[Assignment]: In the abstract on declining intertidal species in the Gulf of Maine, what rate of warming is reported for the period from 2011 to 2021?

[Given text]:
Prof. Peter Petraitis1, Prof. Steve Dudgeon2
1University of Pennsylvania, Philadelphia, USA, 2California State University, Northridge, USA
The Gulf of Maine on the east coast of North America is warming faster than more than 95% of the world’s oceans and from 2011 to 2021, the rate of warming has been 0.63°C per decade. In addition, abundances of intertidal gastropods and recruitment of mussels (Mytilus edulis) and barnacles (Semibalanus balanoides) have been declining at alarming rates. Published regressions based on our 1997-2018 data showed declines in abundances of three common gastropods averaged 3.1% per year (Testudinalia testudinalis, Littorina littorea, and Nucella lapillus), and declines in recruitment of 15.7% per year for mussels and 5.0% per year for barnacles. Our recent data (2019 to 2022) show accelerating declines with 60% of 198 observations below the 1997-2018 prediction interval of 1997-2018 regressions. From 2017 to 2022, declines in abundances of gastropods have averaged 8.5% per year, while the decline in mussel recruitment has remained nearly the same (14.6% per year). Barnacle recruitment has increased (19% per year). Based on data from the nearest offshore buoy, the declines are correlated with warming water temperatures. Gastropod abundances show lagged correlations with summer temperatures in the previous two years while recruitment of mussels is correlated with water temperatures when larvae are in the water column. The declines are sobering and suggest these species, which are iconic of intertidal shores in the Gulf of Maine, will be rare within the next two decades.
Biography:
Peter Petraitis was undergraduate at UCSB where he was influenced by Joe Connell. He completed his PhD at Stony Brook University with Jeff Levinton and was a postdoctoral fellow at Woods Hole Oceanographic Institution. He has been a visiting scholar at the University of Sydney and a Fulbright Scholar at Pontifica Universidad Católica de Chile. Petraitis has also worked on niche theory and multiple stable states, and conducted research on the effects of climate change on the plant communities in the semi-arid steppe of Mongolia. He is currently an Editor-in-Chief of the Journal of Experimental Marine Biology and Ecology.

[Dataset entries]:

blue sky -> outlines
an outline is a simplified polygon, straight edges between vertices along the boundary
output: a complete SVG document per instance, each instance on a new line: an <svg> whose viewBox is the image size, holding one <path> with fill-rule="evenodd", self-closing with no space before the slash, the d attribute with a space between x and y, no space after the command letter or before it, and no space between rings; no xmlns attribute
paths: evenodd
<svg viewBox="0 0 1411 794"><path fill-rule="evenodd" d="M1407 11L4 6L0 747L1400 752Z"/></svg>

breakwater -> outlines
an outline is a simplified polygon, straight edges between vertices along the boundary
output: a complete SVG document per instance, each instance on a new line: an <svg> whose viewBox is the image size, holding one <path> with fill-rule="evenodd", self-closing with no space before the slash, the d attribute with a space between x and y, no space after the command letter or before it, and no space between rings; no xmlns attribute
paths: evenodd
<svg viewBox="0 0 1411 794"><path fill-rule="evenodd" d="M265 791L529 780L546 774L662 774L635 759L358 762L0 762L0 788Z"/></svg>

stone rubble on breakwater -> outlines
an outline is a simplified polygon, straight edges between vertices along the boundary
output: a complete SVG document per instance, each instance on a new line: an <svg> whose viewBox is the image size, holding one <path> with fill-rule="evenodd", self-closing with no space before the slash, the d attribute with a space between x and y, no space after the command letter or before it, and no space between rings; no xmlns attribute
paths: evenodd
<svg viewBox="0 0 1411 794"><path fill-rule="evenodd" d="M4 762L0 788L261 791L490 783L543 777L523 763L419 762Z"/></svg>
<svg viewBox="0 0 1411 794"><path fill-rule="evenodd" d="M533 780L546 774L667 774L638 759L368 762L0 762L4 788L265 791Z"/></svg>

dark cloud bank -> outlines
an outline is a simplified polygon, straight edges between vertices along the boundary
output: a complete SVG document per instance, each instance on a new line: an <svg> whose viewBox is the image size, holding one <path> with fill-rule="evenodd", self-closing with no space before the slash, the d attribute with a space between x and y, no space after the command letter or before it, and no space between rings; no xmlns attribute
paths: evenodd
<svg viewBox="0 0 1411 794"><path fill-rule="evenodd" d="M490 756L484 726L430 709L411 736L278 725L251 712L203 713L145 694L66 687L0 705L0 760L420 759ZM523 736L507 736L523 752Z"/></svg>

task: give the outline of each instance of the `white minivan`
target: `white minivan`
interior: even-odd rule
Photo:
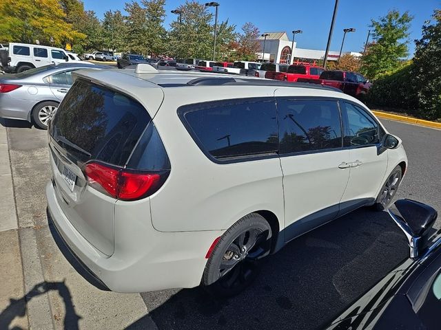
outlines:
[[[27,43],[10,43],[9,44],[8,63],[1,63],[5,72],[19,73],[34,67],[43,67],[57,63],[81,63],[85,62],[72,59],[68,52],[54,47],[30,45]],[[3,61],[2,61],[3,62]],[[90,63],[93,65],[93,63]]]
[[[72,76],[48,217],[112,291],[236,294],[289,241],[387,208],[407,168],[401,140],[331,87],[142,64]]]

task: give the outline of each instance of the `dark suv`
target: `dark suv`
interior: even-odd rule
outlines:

==

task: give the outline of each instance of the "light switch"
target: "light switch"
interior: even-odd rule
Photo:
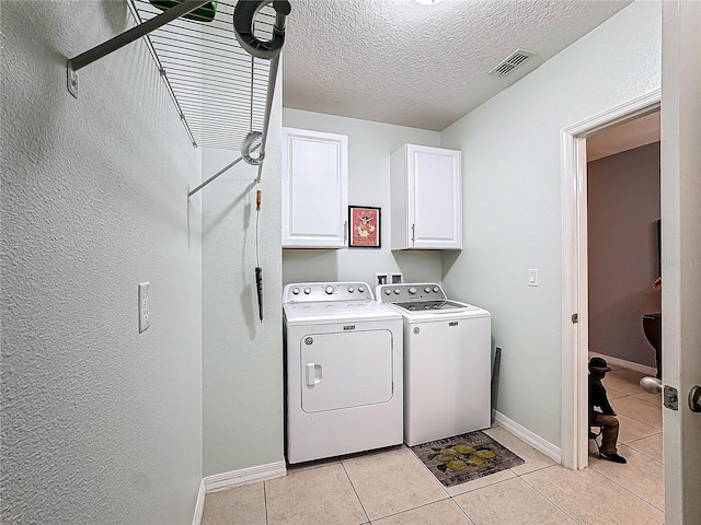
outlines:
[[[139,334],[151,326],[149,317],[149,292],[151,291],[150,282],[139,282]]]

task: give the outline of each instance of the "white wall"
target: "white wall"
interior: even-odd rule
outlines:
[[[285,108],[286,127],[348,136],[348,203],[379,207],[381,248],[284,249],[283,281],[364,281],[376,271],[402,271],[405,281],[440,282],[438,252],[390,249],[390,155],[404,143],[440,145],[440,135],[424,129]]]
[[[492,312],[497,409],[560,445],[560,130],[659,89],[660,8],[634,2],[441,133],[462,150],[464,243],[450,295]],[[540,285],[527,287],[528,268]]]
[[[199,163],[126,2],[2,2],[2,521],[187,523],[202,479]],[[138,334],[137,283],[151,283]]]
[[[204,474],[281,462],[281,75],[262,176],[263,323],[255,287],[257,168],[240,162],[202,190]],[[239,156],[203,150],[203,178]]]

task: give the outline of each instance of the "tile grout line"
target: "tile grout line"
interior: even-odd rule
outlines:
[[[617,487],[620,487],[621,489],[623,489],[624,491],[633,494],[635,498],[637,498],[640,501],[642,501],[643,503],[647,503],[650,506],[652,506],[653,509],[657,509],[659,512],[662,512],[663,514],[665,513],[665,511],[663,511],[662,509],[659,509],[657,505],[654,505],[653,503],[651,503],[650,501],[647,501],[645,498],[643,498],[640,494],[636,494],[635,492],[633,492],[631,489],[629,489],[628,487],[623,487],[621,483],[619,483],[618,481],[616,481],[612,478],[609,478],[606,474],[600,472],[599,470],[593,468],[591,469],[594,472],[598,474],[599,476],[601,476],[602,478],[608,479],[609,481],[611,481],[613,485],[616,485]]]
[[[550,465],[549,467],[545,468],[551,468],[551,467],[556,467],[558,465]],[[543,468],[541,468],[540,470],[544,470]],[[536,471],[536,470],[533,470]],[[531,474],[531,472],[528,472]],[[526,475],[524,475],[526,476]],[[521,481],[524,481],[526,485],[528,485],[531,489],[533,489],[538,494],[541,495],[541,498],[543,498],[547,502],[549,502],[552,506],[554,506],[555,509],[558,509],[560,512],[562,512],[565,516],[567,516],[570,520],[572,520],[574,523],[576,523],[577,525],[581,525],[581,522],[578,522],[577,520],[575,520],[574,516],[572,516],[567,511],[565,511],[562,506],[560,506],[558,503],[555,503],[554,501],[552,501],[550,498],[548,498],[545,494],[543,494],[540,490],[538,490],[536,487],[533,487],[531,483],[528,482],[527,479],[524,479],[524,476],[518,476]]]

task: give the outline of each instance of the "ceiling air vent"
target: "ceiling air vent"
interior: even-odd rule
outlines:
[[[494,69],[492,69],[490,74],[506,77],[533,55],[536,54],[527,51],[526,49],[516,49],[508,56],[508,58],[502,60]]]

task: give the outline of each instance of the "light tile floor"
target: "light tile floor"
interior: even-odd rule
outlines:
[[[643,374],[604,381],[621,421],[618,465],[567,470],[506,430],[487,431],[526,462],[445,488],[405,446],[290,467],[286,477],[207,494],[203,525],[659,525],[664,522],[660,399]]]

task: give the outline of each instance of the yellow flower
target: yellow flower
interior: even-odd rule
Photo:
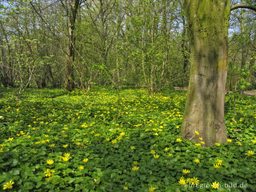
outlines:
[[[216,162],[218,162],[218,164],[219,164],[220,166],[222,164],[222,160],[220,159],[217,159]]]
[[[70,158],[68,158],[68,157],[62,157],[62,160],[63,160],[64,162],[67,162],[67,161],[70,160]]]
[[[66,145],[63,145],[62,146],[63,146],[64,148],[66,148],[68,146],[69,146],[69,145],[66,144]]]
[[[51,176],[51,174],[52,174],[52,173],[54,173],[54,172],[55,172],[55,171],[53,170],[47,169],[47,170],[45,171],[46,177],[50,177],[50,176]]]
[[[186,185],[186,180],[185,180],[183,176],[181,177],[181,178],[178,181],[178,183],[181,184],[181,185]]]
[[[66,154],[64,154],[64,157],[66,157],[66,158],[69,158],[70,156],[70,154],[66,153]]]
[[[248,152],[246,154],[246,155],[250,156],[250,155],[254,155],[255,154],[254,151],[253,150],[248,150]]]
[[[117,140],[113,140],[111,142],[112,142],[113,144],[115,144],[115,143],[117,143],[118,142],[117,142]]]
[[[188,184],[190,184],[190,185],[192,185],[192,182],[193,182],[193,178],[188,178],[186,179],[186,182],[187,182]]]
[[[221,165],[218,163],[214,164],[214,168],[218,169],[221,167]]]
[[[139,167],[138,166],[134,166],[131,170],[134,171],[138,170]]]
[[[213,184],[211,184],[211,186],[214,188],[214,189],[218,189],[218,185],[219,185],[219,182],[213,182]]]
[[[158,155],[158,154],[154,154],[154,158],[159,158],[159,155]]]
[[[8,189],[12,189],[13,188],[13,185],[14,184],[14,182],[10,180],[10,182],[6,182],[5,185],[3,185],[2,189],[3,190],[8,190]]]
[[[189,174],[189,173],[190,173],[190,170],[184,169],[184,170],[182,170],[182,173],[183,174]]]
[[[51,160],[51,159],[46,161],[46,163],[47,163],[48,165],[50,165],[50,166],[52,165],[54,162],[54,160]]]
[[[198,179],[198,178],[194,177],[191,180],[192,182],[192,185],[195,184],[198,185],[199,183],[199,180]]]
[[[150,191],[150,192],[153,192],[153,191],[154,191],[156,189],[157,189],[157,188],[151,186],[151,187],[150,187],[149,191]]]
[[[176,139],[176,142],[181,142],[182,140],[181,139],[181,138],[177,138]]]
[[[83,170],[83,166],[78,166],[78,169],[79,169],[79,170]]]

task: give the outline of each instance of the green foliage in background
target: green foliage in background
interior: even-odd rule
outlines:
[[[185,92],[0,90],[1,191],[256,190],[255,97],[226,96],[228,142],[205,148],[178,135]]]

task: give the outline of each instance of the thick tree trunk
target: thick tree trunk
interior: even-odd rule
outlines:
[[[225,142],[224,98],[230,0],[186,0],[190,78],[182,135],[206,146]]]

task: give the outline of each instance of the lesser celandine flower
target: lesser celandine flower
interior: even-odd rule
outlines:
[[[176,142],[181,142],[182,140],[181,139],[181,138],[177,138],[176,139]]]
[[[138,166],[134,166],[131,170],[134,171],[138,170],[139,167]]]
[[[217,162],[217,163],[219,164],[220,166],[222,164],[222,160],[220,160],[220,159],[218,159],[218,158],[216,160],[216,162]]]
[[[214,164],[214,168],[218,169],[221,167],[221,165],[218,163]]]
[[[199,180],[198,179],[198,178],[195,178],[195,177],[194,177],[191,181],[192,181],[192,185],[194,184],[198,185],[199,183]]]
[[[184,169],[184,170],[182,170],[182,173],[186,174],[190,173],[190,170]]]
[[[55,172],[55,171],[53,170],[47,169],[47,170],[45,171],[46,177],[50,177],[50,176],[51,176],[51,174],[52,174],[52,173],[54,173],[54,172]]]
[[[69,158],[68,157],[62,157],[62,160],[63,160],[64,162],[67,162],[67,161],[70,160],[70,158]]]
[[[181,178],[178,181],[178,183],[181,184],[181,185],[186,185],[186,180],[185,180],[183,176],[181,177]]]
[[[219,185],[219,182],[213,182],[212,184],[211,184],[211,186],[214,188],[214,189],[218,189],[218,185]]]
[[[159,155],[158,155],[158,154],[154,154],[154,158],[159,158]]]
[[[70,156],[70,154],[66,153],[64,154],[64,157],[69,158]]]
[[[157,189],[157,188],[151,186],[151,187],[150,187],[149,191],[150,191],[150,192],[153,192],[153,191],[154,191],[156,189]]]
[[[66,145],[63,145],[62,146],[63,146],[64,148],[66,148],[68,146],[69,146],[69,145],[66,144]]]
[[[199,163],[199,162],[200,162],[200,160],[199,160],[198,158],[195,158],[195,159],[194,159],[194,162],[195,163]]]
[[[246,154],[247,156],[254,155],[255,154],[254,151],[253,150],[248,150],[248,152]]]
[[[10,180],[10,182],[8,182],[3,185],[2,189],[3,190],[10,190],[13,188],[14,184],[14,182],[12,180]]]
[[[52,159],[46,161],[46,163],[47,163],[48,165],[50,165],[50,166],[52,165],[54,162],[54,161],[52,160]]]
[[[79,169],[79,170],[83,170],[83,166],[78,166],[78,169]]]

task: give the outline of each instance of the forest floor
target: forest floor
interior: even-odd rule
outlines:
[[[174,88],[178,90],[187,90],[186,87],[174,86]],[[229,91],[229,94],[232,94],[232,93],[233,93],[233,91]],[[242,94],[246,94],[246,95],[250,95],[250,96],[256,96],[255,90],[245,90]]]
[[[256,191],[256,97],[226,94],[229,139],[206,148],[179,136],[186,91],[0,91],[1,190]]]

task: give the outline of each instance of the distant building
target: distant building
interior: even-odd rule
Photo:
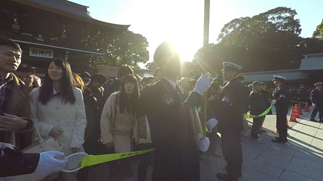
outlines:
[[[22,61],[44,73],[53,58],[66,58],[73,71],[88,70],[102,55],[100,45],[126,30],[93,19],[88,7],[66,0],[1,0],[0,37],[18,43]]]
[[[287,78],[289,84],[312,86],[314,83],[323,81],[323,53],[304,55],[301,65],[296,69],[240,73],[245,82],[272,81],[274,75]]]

[Response box]: 0.63°C per decade.